> Task instructions: Scan the entries below for the word "from" and copy every line where it turns up.

★ ★ ★ ★ ★ ★ ★

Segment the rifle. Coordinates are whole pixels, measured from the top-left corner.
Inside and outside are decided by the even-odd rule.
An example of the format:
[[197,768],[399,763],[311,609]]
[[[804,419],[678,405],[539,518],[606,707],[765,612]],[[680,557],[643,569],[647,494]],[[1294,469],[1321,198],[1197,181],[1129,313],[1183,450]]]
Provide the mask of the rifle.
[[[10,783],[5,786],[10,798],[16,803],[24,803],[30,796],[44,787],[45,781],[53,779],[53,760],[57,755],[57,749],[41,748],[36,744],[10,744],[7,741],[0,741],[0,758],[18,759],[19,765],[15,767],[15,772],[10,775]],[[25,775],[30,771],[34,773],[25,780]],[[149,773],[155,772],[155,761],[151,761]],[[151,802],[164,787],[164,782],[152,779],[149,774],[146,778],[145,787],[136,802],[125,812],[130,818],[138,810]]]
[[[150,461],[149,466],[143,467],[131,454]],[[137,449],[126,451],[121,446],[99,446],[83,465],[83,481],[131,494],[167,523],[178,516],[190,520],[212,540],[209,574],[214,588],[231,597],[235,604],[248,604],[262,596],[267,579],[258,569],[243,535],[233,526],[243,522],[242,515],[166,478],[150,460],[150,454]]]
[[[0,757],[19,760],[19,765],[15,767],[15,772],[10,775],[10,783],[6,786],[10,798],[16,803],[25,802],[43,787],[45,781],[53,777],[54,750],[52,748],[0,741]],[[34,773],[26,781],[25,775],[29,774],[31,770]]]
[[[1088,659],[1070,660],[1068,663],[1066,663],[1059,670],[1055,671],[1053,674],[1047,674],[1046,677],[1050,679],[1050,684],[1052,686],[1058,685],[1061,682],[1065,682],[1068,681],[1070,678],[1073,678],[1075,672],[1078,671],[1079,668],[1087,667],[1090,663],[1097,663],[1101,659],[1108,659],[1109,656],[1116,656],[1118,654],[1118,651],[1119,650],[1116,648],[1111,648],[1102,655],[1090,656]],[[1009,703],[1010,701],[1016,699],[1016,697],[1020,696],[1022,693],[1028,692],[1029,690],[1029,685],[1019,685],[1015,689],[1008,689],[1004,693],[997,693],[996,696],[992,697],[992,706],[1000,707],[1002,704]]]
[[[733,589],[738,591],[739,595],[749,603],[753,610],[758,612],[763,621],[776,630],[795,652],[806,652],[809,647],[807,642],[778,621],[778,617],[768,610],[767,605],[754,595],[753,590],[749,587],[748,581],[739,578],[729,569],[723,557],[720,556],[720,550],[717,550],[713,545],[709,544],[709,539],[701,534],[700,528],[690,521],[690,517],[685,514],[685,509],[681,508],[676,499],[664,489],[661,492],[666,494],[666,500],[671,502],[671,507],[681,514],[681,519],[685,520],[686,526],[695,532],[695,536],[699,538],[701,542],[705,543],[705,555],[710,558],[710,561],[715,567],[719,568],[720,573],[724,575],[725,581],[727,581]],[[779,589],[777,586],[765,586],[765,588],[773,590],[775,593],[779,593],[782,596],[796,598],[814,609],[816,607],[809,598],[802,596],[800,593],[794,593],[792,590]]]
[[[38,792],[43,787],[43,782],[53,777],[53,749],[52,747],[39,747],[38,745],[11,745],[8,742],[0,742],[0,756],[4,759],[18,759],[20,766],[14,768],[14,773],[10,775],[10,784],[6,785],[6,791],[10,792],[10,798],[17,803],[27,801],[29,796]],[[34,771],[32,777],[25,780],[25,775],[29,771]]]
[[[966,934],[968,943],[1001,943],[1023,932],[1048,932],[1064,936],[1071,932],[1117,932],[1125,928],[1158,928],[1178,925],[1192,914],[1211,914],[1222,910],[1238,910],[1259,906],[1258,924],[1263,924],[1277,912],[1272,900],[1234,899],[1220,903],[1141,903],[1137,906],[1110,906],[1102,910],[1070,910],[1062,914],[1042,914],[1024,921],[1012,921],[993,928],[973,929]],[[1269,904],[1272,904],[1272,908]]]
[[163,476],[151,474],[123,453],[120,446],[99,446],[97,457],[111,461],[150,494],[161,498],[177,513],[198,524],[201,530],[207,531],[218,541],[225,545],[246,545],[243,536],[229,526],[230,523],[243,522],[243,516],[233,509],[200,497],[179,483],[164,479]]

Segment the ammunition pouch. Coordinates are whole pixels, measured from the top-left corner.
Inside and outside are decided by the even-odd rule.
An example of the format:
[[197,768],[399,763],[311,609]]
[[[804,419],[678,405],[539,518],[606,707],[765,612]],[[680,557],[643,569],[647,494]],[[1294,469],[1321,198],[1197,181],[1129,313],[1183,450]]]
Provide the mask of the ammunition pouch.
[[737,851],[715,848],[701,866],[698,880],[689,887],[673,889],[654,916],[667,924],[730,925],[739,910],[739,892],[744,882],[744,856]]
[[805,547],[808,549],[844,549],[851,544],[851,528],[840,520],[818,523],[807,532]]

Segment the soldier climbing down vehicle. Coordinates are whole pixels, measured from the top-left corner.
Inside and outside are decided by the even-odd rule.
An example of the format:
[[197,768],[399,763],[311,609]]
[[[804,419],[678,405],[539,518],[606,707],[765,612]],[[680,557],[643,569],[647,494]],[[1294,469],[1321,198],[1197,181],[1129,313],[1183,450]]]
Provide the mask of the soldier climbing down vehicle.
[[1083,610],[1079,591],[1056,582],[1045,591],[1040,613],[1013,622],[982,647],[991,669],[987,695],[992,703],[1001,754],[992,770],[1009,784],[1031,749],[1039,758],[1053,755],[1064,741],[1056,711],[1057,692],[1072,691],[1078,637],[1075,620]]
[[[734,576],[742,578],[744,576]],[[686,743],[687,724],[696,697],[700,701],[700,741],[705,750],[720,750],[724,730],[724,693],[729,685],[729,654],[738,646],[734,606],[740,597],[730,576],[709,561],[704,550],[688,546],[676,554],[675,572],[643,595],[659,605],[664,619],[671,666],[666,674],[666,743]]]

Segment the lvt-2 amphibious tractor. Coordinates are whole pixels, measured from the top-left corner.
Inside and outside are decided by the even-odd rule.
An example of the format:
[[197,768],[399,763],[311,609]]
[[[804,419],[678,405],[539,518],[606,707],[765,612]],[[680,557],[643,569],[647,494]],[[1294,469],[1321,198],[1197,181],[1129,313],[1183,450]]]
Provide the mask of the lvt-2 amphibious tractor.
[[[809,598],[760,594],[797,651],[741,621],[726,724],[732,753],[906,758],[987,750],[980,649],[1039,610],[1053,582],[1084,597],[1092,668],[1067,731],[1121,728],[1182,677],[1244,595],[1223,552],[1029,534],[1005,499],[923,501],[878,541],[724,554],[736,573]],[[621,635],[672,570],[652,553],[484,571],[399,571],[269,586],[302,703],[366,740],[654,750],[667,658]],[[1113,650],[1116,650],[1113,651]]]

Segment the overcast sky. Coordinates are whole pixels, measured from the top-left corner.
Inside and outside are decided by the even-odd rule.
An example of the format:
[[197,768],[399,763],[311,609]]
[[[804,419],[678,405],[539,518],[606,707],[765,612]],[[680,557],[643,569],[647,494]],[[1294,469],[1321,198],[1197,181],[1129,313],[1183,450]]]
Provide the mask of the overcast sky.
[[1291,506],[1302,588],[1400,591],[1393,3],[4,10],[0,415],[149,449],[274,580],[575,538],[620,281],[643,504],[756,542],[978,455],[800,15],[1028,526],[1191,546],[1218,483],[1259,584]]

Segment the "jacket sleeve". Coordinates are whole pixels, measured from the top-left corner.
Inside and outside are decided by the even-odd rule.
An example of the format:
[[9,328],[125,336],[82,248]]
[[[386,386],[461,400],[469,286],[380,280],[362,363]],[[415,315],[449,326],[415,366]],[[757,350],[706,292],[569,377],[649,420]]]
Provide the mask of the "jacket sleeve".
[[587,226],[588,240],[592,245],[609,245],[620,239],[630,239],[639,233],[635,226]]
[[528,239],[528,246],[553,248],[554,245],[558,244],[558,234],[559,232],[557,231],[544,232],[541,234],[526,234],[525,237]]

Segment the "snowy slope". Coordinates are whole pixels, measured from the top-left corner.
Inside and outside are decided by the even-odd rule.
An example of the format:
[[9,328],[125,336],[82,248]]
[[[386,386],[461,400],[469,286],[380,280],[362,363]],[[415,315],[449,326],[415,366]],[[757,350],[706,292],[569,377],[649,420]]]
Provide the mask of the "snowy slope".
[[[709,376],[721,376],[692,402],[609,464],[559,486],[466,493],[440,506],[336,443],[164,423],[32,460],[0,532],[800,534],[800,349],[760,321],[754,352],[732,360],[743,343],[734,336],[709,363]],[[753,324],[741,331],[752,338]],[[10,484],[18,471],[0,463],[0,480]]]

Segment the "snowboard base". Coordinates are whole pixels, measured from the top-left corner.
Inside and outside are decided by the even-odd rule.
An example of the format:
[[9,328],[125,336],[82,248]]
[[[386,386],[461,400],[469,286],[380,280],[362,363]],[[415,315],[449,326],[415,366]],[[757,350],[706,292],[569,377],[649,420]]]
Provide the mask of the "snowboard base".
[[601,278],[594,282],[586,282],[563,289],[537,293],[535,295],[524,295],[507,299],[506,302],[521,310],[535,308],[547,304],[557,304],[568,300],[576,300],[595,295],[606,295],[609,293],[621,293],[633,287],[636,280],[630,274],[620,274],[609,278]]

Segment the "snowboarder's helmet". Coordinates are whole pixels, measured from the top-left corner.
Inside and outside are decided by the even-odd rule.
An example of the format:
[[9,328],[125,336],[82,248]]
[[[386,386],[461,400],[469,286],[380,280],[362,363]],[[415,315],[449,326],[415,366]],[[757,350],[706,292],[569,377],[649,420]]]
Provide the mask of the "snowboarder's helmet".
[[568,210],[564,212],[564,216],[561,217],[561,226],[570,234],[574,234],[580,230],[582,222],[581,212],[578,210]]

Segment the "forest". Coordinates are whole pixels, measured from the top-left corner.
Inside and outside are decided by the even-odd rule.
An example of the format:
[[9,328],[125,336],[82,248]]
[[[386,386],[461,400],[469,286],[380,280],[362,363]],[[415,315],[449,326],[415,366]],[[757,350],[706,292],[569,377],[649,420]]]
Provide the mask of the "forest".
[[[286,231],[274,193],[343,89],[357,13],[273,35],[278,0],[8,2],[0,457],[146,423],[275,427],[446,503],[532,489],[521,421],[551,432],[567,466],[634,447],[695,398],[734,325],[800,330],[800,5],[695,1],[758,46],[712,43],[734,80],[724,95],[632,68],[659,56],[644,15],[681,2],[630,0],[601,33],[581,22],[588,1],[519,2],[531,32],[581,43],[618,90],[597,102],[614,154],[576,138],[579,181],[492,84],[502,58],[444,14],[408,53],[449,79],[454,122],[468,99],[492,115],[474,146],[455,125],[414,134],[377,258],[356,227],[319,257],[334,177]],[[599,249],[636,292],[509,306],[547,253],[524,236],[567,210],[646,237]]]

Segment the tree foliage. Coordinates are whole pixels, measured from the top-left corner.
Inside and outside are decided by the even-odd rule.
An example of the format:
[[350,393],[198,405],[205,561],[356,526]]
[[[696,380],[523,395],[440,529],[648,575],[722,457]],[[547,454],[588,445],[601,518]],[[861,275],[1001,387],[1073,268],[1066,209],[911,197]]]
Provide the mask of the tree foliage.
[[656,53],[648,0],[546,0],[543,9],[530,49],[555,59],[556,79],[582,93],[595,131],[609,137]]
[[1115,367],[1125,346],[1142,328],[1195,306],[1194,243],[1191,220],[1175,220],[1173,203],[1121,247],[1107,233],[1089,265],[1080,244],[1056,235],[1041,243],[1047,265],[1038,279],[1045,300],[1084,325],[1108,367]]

★ ★ ★ ★ ★ ★ ★

> Solution to the problem:
Segment the rifle. Coordinates are whole pixels, measured from the top-left corner.
Segment the ammunition pouch. Coordinates are whole pixels, measured from the top-left corner.
Segment the soldier climbing down vehicle. Coordinates are whole pixels, measured from the top-left corner.
Segment the lvt-2 amphibious tractor. Coordinates are whole pixels, measured from the top-left corner.
Segment the overcast sky. Coordinates are whole pixels, measured from the top-left corner.
Segment the "jacket sleeve". Coordinates are whole pixels, measured from the top-left corner.
Segment the "snowy slope". Coordinates are whole pixels, measured from the top-left corner.
Segment the "snowboard base". Coordinates are whole pixels, measured from the top-left corner.
Segment the "snowboarder's helmet". Coordinates are whole pixels, measured from the top-left corner.
Segment the "forest". Coordinates are whole pixels, measured from the top-left corner.
Segment the tree foliage. Coordinates are whole pixels, measured from the top-left corner.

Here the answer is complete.